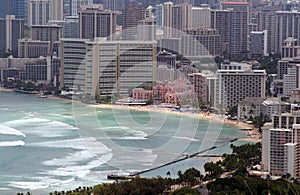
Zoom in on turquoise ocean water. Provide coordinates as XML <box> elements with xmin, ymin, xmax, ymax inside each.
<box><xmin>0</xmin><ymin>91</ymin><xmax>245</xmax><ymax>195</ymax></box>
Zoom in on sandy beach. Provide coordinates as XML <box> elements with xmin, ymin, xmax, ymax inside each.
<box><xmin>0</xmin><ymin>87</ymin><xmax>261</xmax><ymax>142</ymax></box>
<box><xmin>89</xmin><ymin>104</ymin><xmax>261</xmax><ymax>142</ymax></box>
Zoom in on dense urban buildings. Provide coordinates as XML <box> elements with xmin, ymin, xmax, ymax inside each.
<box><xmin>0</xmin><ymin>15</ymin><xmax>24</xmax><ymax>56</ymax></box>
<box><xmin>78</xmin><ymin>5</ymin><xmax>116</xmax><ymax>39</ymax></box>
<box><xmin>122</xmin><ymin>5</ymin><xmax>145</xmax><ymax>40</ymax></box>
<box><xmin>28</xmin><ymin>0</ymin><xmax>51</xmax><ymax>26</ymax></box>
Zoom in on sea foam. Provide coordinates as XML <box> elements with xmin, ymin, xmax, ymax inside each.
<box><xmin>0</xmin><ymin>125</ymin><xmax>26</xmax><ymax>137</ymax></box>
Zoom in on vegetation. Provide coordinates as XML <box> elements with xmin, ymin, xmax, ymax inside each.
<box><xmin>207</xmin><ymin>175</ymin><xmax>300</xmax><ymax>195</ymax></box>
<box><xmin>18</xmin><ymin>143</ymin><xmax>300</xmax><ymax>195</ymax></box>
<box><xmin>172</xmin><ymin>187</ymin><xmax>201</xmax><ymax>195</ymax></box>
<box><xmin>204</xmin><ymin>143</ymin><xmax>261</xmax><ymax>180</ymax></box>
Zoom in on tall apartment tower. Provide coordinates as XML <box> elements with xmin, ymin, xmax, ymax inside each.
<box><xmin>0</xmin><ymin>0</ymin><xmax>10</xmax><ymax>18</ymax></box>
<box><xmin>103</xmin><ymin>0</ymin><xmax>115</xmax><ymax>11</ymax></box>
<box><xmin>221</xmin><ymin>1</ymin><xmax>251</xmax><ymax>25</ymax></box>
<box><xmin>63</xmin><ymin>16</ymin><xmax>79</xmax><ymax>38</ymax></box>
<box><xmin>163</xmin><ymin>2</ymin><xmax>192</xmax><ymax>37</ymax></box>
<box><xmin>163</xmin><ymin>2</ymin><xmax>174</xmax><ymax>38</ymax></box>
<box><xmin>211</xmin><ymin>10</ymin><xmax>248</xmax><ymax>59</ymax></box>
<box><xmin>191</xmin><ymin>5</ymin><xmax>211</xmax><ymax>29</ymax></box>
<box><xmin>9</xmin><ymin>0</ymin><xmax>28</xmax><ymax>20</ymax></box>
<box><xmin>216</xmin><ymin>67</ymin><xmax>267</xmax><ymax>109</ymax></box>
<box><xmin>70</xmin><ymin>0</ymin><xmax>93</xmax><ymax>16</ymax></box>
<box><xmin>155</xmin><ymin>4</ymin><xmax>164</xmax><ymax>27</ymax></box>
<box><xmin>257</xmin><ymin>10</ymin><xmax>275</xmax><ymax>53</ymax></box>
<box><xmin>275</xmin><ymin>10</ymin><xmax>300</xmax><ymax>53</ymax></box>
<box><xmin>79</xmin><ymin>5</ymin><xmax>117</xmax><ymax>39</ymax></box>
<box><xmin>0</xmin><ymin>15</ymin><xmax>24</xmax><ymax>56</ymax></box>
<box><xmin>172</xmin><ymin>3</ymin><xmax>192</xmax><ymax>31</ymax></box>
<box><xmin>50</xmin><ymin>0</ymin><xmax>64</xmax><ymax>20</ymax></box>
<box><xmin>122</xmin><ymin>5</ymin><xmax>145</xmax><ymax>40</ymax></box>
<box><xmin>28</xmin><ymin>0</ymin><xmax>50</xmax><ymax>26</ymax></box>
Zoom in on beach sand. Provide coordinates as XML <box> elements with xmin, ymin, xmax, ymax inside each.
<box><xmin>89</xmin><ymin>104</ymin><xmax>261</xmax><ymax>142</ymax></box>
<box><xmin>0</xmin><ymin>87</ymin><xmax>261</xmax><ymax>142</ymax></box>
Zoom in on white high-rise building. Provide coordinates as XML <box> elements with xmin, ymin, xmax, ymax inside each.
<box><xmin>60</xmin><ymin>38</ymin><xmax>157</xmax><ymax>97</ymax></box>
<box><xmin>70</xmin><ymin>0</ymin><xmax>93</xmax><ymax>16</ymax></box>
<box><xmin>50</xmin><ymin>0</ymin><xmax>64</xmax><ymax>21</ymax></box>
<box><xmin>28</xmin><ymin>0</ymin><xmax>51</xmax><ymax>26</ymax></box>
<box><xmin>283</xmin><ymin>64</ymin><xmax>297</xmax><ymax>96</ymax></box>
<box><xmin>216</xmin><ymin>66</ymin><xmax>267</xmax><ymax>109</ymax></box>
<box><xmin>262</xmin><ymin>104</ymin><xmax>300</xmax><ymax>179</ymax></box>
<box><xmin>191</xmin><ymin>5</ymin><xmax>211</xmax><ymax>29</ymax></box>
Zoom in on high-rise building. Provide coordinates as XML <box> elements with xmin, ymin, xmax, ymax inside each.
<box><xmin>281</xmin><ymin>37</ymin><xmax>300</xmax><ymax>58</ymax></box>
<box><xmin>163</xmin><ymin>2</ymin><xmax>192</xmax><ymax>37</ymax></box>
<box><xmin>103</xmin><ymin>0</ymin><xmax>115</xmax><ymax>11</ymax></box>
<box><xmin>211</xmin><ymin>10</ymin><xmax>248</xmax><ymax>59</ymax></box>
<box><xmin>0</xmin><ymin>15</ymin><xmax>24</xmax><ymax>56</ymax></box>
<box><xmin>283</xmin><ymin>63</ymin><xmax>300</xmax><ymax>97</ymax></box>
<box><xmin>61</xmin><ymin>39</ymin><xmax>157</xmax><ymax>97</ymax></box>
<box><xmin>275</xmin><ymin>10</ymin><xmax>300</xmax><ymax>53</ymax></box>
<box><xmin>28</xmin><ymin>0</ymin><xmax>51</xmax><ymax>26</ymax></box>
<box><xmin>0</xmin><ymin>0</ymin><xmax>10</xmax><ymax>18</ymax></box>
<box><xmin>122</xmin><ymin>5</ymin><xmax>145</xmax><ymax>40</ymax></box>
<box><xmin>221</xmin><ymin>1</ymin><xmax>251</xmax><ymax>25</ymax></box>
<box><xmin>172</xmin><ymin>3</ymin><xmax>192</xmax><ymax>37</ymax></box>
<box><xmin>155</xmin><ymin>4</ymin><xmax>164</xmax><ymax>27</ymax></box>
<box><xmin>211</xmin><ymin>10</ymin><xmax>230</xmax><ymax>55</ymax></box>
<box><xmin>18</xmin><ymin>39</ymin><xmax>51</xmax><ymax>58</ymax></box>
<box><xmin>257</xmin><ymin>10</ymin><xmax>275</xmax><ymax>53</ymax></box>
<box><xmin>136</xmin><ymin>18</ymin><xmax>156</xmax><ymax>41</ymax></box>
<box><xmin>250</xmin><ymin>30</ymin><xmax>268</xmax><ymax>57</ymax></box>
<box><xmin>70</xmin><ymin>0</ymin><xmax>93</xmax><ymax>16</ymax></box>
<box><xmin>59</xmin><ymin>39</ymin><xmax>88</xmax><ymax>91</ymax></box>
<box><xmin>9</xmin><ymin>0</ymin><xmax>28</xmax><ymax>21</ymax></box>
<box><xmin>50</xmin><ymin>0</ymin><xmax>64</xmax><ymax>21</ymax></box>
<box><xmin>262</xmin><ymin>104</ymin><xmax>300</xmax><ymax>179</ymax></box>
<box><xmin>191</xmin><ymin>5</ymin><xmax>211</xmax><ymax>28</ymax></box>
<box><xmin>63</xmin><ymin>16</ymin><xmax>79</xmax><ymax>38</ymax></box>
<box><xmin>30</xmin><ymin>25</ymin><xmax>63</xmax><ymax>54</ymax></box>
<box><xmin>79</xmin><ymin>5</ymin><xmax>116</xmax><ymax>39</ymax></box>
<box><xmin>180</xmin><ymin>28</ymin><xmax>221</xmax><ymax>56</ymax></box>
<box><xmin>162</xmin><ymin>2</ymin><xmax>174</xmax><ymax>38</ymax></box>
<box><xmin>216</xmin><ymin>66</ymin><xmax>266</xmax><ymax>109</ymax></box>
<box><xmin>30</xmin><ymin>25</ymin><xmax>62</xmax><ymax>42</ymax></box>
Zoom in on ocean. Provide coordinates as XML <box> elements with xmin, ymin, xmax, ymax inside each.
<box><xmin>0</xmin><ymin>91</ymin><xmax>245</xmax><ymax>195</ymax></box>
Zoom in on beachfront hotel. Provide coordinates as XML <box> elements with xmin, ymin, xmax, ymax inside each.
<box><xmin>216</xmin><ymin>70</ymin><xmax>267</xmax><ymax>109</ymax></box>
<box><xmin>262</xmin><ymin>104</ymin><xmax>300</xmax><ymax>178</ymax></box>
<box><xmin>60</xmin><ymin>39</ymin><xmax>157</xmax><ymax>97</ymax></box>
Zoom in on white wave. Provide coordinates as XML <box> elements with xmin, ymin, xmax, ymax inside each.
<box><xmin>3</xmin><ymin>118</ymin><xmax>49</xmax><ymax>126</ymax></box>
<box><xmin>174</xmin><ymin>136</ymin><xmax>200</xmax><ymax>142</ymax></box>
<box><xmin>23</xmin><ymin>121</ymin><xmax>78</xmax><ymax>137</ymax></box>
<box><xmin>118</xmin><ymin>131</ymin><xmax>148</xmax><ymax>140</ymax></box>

==================================================

> _Given task_
Lay out the records as a two-column CSV with the header columns input and output, starting at the line that contains "Zoom in on white wave." and ending at the end of the records. Give one row per record, and put each value in a single quoted field with its line breaks replaced by spaces.

> _Full response_
input,output
"Zoom in on white wave. Provide coordinates as XML <box> elements with xmin, ymin, xmax, ymax inside each.","<box><xmin>3</xmin><ymin>118</ymin><xmax>49</xmax><ymax>126</ymax></box> <box><xmin>174</xmin><ymin>136</ymin><xmax>200</xmax><ymax>142</ymax></box> <box><xmin>23</xmin><ymin>121</ymin><xmax>78</xmax><ymax>137</ymax></box> <box><xmin>118</xmin><ymin>131</ymin><xmax>148</xmax><ymax>140</ymax></box>"